THE REQUEST
Please reproduce the material below verbatim, starting at the line that contains "Agricultural drone survey: scan the aerial photo for airplane" and ending at the line that contains "15, 68, 599, 198", with both of those lines included.

RECORDS SUPPLIED
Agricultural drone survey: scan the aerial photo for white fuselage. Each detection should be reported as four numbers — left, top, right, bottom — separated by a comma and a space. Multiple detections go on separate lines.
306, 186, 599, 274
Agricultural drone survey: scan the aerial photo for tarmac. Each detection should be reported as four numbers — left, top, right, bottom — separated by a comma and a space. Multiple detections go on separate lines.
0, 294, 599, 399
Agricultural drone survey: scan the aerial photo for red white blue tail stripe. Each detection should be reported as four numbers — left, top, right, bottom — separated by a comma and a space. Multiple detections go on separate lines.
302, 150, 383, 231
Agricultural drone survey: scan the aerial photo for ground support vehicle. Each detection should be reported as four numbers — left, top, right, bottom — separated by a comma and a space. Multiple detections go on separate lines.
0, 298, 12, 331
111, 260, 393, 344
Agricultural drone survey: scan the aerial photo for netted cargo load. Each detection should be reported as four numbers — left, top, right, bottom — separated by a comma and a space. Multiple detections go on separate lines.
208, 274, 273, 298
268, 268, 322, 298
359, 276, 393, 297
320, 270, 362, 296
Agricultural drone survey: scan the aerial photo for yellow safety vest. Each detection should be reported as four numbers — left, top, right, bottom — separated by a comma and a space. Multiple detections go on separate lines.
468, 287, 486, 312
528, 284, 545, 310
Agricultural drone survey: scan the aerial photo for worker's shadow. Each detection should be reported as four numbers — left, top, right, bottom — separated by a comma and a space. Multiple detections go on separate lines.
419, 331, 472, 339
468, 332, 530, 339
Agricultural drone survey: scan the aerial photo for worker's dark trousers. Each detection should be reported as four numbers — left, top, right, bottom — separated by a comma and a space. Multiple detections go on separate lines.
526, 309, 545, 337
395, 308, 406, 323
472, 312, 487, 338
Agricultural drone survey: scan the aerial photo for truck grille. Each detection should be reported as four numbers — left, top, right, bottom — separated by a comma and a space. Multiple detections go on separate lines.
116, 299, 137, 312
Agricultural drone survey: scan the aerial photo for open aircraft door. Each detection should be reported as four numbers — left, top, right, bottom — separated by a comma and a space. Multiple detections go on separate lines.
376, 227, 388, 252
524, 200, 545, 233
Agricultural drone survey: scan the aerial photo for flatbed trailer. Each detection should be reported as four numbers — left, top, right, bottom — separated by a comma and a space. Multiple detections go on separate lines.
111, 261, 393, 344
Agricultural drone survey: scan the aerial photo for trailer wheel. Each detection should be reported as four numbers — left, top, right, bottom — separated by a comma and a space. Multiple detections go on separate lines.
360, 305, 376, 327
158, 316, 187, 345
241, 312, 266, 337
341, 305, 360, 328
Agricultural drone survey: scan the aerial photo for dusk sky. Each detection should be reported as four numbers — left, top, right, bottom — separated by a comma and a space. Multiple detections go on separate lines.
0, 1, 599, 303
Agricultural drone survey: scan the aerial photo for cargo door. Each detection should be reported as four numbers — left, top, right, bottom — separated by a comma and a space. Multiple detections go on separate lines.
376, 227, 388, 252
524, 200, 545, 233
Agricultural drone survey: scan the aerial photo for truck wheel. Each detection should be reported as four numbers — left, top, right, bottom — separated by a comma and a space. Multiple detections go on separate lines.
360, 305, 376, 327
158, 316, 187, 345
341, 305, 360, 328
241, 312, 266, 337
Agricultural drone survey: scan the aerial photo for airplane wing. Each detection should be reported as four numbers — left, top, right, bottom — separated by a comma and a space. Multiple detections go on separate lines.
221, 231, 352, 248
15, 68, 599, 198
* * *
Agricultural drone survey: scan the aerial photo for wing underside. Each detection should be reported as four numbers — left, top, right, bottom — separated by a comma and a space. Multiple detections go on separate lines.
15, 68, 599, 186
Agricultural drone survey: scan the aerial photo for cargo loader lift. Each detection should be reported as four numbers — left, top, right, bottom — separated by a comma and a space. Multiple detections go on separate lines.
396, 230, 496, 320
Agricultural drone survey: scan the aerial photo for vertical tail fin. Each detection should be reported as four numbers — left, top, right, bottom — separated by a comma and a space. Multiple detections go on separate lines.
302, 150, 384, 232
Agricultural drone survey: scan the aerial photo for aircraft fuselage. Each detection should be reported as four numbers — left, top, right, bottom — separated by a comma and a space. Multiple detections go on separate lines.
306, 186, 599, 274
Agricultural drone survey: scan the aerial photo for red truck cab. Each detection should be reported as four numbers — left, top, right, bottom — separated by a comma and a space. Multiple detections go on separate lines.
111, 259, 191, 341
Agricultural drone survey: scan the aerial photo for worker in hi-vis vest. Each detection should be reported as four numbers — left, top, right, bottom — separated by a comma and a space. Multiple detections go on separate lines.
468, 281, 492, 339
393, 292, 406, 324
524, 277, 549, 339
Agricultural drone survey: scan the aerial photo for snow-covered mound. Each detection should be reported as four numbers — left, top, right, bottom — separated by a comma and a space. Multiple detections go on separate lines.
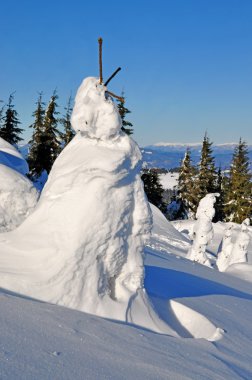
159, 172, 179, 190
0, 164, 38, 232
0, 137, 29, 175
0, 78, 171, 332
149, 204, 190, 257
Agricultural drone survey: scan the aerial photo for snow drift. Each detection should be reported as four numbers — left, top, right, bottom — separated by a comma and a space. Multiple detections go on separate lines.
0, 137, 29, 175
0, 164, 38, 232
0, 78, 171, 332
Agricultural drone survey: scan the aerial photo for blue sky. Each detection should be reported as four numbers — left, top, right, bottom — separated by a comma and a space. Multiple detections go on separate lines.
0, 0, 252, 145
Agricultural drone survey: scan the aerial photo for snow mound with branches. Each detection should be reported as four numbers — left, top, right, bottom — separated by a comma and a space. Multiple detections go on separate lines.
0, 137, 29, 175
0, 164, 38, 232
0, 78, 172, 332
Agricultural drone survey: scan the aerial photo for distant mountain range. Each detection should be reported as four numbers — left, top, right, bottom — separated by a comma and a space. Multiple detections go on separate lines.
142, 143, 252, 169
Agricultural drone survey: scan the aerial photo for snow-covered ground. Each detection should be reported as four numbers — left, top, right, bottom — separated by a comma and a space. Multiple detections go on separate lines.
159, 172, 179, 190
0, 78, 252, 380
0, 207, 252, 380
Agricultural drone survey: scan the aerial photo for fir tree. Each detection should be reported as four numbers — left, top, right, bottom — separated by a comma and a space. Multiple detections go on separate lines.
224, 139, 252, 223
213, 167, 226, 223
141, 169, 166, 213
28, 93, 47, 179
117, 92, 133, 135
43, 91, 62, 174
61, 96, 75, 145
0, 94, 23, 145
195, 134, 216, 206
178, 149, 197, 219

FINAL RESULT
Agricultural drone survey: scan the aerial photo for airplane wing. Each detection should be reported as four numbers — left, top, right, bottom — separated by a comma and a space. Multiple detections go on separate lines.
221, 231, 352, 248
15, 68, 599, 198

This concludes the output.